Exercise requirements>
1. In the summary of the six-gene fungal phylogeny paper, at least how many independent losses of the flagellum may have occurred in the kingdom Fungi?
2. Translate this sentence from the summary of the six-gene fungal phylogeny paper into Spanish: "It is indicated that there may have been at least four independent losses of the flagellum in the kingdom Fungi, and the enigmatic microsporidia seem to be derived from an endoparasitic chytrid ancestor similar to Rozella allomycis, on the earliest diverging branch of the fungal phylogenetic tree."
3. Extend the summary of the six-gene fungal phylogeny paper, picking up right after its last sentence.

Reading text>

-----

Reconstructing the early evolution of Fungi using a six-gene phylogeny
Duke University1, Oregon State University2, Clark University3, Natural History Museum4, University of Minnesota5, Field Museum of Natural History6, Kaiserslautern University of Technology7, University of Arizona8, New York Botanical Garden9, University of Iowa10, Technische Universität Darmstadt11, University of Maine12, United States Department of Agriculture13, University of Georgia14, University of Alabama15, University of California, Berkeley16, University of Kansas17, Aberystwyth University18, West Virginia University19, Washington State University20, Harvard University21, University of North Carolina at Chapel Hill22, Centraalbureau voor Schimmelcultures23, University of Tennessee24, Okayama University25, University of Kassel26, Brandon University27, Pennsylvania State University28, Leibniz Association29, University of Hamburg30, Royal Botanic Garden Edinburgh31
TL;DR: It is indicated that there may have been at least four independent losses of the flagellum in the kingdom Fungi, and the enigmatic microsporidia seem to be derived from an endoparasitic chytrid ancestor similar to Rozella allomycis, on the earliest diverging branch of the fungal phylogenetic tree.

-----

Data shown>

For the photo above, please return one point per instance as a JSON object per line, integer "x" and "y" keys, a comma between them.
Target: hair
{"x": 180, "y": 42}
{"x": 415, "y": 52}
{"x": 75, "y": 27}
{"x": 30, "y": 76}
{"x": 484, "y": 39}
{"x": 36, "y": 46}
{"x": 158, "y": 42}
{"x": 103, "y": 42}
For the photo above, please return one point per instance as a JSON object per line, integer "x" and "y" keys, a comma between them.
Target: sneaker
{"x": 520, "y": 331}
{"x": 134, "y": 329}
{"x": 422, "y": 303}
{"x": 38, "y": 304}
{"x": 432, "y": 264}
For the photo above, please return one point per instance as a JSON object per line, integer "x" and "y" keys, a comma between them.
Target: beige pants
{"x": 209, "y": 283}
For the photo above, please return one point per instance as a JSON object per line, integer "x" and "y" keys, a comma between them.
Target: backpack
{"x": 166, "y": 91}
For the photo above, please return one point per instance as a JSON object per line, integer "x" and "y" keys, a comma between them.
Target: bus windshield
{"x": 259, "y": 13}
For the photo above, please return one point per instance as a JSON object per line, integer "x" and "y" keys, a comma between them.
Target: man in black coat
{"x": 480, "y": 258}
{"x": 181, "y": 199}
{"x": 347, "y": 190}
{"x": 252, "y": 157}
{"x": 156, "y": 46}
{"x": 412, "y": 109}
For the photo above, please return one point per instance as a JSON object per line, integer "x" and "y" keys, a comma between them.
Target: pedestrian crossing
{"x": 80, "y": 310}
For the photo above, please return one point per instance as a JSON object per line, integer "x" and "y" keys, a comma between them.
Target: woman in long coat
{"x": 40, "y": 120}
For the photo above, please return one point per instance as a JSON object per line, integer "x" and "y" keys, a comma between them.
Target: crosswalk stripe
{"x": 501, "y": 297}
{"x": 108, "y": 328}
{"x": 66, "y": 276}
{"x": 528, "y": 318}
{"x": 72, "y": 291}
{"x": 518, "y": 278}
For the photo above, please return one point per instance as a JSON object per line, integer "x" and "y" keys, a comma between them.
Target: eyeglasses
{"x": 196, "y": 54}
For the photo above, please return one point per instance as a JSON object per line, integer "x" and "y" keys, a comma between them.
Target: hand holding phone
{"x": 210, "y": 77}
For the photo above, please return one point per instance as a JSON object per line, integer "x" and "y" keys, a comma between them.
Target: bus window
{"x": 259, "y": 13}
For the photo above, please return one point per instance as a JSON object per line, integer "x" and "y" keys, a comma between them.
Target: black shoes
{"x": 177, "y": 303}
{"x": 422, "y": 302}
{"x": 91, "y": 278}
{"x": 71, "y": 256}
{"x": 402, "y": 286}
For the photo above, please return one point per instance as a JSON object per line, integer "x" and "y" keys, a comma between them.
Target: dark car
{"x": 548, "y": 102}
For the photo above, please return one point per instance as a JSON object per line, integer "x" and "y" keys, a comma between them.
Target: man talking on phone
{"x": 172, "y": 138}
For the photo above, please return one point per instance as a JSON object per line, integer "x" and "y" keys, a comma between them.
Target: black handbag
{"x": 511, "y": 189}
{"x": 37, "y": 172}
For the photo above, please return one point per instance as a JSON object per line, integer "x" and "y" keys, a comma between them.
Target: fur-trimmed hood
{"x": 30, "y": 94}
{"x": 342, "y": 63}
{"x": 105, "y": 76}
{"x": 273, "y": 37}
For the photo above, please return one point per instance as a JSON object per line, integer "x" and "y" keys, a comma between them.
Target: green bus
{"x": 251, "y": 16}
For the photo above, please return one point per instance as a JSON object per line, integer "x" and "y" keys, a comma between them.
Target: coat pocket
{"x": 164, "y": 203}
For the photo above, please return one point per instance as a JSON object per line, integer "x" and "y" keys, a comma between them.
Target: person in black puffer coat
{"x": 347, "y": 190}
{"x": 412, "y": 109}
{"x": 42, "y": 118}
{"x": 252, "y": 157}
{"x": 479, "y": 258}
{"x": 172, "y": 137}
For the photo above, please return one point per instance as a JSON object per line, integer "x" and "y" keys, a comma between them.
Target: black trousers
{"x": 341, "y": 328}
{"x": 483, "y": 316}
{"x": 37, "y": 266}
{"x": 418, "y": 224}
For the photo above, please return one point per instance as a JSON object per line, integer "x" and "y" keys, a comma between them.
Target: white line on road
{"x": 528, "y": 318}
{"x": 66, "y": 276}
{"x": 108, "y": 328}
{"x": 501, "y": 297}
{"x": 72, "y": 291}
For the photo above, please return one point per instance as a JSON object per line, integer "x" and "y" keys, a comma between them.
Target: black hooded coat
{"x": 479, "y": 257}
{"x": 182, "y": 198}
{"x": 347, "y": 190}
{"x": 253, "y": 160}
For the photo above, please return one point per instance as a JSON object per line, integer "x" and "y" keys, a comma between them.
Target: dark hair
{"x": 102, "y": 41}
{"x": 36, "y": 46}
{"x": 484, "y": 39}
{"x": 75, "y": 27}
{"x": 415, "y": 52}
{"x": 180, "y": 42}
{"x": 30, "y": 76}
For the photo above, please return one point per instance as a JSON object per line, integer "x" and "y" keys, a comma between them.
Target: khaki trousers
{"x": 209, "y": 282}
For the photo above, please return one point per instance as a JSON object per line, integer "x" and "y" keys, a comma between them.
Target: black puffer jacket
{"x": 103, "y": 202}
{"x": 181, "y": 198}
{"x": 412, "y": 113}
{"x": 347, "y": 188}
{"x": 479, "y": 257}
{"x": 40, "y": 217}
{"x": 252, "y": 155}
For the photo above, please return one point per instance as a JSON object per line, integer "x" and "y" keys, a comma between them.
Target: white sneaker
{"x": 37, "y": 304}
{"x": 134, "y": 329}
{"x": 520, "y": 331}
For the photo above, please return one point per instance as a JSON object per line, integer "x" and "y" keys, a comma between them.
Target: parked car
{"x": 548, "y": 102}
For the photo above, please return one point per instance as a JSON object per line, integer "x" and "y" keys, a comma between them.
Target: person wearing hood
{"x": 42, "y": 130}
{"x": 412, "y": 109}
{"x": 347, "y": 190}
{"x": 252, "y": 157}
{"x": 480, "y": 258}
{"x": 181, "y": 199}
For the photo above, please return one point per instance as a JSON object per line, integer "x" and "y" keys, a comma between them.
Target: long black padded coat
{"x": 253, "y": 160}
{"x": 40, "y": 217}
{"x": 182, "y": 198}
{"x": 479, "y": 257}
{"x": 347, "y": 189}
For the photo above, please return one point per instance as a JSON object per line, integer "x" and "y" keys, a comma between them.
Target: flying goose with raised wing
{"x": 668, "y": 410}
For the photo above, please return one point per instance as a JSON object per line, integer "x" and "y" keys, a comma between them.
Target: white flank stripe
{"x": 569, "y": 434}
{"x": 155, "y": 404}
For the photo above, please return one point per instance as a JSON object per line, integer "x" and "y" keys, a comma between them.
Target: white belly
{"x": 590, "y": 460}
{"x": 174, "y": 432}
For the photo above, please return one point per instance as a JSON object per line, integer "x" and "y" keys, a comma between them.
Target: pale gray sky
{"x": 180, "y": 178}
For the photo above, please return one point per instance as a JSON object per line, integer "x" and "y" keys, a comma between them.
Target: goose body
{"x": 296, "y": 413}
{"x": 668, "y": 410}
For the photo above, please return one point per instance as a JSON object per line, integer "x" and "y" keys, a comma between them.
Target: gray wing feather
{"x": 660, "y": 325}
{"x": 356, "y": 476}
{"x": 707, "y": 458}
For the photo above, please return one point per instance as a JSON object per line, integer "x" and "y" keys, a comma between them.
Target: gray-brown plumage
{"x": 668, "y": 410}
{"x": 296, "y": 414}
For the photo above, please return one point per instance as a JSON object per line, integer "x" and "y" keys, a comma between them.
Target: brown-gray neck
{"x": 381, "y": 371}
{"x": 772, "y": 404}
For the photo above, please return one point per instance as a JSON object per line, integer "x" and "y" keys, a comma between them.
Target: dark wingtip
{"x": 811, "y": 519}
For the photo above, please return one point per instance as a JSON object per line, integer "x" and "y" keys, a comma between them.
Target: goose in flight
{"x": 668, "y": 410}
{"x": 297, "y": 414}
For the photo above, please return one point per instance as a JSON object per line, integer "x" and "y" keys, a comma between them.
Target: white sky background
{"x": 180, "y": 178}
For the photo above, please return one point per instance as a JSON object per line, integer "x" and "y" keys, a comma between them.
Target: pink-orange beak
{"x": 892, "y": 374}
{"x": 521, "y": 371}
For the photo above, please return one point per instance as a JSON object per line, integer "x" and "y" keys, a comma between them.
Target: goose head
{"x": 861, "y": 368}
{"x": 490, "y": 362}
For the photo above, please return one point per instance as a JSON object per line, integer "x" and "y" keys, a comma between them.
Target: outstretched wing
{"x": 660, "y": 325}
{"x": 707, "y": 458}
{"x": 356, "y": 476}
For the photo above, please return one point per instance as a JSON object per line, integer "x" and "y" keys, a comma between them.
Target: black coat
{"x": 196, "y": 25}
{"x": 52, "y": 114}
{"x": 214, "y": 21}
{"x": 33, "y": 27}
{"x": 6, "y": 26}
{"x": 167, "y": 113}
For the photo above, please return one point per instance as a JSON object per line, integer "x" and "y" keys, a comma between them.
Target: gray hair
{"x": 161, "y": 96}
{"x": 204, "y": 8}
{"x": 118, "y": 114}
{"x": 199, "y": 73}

-----

Answers to this exercise>
1. At least four.

2. Se indica que puede haber habido al menos cuatro pérdidas independientes del flagelo en el reino Fungi, y los enigmáticos microsporidios parecen derivar de un ancestro quitridio endoparásito similar a Rozella allomycis, en la rama de divergencia más temprana del árbol filogenético de los hongos.

3.
Abstract: The ancestors of fungi are believed to be simple aquatic forms with flagellated spores, similar to members of the extant phylum Chytridiomycota (chytrids). Current classifications assume that chytrids form an early-diverging clade within the kingdom Fungi and imply a single loss of the spore flagellum, leading to the diversification of terrestrial fungi. Here we develop phylogenetic hypotheses for Fungi using data from six gene regions and nearly 200 species. Our results indicate that there may have been at least four independent losses of the flagellum in the kingdom Fungi. These losses of swimming spores coincided with the evolution of new mechanisms of spore dispersal, such as aerial dispersal in mycelial groups and polar tube eversion in the microsporidia (unicellular forms that lack mitochondria). The enigmatic microsporidia seem to be derived from an endoparasitic chytrid ancestor similar to Rozella allomycis, on the earliest diverging branch of the fungal phylogenetic tree.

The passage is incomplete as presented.